[Extracted information — start]

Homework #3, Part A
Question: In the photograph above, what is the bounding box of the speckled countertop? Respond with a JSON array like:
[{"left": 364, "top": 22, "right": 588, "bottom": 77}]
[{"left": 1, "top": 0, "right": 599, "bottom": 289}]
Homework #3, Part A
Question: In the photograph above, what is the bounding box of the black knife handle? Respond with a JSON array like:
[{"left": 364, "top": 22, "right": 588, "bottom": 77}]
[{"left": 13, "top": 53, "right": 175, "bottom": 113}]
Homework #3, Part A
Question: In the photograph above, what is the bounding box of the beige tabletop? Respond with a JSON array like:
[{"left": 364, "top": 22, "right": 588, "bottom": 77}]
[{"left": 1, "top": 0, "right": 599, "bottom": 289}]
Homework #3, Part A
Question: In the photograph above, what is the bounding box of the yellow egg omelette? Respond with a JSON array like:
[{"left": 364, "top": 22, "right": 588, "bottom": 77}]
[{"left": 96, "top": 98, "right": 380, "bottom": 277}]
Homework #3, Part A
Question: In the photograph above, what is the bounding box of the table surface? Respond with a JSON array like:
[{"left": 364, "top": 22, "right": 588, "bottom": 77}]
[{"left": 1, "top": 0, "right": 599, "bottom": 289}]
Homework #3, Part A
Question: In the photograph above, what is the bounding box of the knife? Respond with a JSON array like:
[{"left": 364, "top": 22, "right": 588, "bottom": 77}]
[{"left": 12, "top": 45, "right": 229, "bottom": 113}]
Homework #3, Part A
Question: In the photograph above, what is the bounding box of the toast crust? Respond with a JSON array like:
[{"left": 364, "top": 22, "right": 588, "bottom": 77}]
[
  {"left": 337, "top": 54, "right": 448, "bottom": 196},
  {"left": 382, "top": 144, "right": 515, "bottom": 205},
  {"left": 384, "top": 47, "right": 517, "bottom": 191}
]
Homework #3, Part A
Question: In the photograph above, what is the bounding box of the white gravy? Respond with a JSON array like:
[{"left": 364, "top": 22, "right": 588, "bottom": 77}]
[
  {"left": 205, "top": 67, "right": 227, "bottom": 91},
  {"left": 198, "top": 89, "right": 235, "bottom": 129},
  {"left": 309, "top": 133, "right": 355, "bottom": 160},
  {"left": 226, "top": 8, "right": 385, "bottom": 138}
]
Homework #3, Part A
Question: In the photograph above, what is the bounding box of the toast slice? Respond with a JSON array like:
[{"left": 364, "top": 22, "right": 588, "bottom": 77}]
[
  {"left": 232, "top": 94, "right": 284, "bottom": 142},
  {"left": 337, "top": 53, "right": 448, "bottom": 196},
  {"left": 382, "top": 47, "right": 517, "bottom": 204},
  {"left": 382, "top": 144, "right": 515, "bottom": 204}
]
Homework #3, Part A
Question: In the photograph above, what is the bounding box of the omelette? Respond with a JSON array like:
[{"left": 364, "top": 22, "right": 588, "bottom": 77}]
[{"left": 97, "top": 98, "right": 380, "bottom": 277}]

[Extracted information — finish]

Exercise objective: Using the exact wording, repeat all the entries.

Exercise output:
Homework #3, Part A
Question: In the photograph above, what is the bounding box of the speckled countertop? Respond with a JSON array like:
[{"left": 364, "top": 22, "right": 588, "bottom": 77}]
[{"left": 1, "top": 0, "right": 599, "bottom": 289}]
Homework #3, Part A
Question: In the photograph above, what is the bounding box of the black knife handle? Respond with a JSON array like:
[{"left": 364, "top": 22, "right": 588, "bottom": 77}]
[{"left": 13, "top": 53, "right": 175, "bottom": 113}]
Homework #3, Part A
Question: In the photograph above, what is the bounding box of the beige tabletop? Respond with a JSON array like:
[{"left": 364, "top": 22, "right": 588, "bottom": 77}]
[{"left": 1, "top": 0, "right": 599, "bottom": 289}]
Homework #3, Part A
Question: In the photograph above, what is the bounding box of the yellow egg omelette? Respond with a JSON array like:
[{"left": 364, "top": 22, "right": 588, "bottom": 77}]
[{"left": 96, "top": 98, "right": 380, "bottom": 277}]
Homework #3, Part A
Question: In the photograph above, what is the bounding box of the table surface? Respond with a JSON array like:
[{"left": 364, "top": 22, "right": 588, "bottom": 77}]
[{"left": 1, "top": 0, "right": 599, "bottom": 289}]
Homework #3, Part A
Question: In the photograph above, what is the bounding box of the knife? Respond with a JSON array like:
[{"left": 364, "top": 22, "right": 588, "bottom": 77}]
[{"left": 12, "top": 45, "right": 229, "bottom": 113}]
Homework #3, Part A
Question: In the photograph above, what is the bounding box of the toast crust? Respond with a JSON array like:
[{"left": 364, "top": 22, "right": 588, "bottom": 77}]
[
  {"left": 337, "top": 54, "right": 448, "bottom": 196},
  {"left": 382, "top": 144, "right": 515, "bottom": 205},
  {"left": 384, "top": 47, "right": 517, "bottom": 191}
]
Homework #3, Part A
Question: In the photograph above, what is the bounding box of the white gravy? Respond with a JSON array like:
[{"left": 364, "top": 22, "right": 588, "bottom": 77}]
[
  {"left": 205, "top": 67, "right": 227, "bottom": 91},
  {"left": 198, "top": 89, "right": 235, "bottom": 129},
  {"left": 309, "top": 133, "right": 355, "bottom": 160},
  {"left": 226, "top": 8, "right": 385, "bottom": 138}
]
Homework #3, Part A
Question: In the photograph above, what is the bounding box of the toast slice? Respond with a JSON array like:
[{"left": 364, "top": 22, "right": 588, "bottom": 77}]
[
  {"left": 232, "top": 94, "right": 284, "bottom": 142},
  {"left": 337, "top": 53, "right": 448, "bottom": 196},
  {"left": 382, "top": 47, "right": 517, "bottom": 204},
  {"left": 382, "top": 144, "right": 515, "bottom": 204}
]
Homework #3, Part A
Question: In the photograph above, what is the bounding box of the omelette? Respond with a JSON array like:
[{"left": 364, "top": 22, "right": 588, "bottom": 77}]
[{"left": 97, "top": 98, "right": 380, "bottom": 277}]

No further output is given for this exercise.